(Stored data)
*** Begin section ***

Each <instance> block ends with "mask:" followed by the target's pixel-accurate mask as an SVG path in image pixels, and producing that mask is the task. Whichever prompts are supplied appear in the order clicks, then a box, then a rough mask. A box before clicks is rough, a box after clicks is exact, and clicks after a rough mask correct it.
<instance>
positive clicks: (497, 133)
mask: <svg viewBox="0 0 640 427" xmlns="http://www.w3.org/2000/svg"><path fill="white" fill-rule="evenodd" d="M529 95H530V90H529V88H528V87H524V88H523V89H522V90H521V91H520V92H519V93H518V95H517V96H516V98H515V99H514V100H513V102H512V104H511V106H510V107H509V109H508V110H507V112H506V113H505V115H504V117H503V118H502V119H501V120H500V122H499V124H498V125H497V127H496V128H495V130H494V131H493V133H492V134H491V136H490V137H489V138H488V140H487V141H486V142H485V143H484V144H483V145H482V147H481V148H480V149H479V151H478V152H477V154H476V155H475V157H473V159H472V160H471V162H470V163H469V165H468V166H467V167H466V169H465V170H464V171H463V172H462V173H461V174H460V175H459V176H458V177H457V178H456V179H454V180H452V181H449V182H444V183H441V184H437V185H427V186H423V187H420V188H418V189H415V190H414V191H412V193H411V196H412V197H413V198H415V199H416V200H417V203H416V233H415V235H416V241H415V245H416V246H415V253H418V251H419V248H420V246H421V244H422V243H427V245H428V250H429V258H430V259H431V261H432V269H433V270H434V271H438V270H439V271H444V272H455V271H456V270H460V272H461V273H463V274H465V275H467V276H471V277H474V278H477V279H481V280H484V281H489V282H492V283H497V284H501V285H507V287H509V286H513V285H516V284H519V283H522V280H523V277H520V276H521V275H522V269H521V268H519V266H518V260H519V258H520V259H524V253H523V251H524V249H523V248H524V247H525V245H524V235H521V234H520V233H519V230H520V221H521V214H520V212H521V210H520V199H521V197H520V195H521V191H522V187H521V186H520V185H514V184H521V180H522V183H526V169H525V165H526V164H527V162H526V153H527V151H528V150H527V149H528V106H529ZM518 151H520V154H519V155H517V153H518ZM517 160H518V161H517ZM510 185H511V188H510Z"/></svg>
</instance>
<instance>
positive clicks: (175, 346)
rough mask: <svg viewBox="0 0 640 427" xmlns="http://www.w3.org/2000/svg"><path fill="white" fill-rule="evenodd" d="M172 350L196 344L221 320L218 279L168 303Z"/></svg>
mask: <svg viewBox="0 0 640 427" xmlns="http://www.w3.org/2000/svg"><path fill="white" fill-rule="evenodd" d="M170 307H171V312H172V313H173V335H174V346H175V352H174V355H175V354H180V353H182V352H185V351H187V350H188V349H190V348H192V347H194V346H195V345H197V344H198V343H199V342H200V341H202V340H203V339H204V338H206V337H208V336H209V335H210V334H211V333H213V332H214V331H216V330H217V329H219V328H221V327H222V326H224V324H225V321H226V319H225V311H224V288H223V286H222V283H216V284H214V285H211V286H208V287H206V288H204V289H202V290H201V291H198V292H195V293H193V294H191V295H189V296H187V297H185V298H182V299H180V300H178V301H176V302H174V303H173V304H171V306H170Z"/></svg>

*** End section ***

ACTIVITY
Beginning at the line that holds "rough mask: <svg", reproduce each line of the records above down to and including the last one.

TASK RESPONSE
rough mask: <svg viewBox="0 0 640 427" xmlns="http://www.w3.org/2000/svg"><path fill="white" fill-rule="evenodd" d="M172 350L196 344L221 320L218 279L168 303Z"/></svg>
mask: <svg viewBox="0 0 640 427" xmlns="http://www.w3.org/2000/svg"><path fill="white" fill-rule="evenodd" d="M170 307H171V312H172V313H173V335H174V346H175V352H174V355H175V354H180V353H182V352H185V351H187V350H188V349H190V348H192V347H194V346H195V345H197V344H198V343H199V342H200V341H202V340H203V339H204V338H206V337H208V336H209V335H210V334H211V333H213V332H214V331H216V330H217V329H219V328H221V327H222V326H224V324H225V321H226V319H225V311H224V288H223V286H222V283H216V284H214V285H211V286H208V287H206V288H204V289H202V290H201V291H198V292H195V293H193V294H191V295H189V296H187V297H185V298H182V299H180V300H178V301H176V302H174V303H173V304H171V306H170Z"/></svg>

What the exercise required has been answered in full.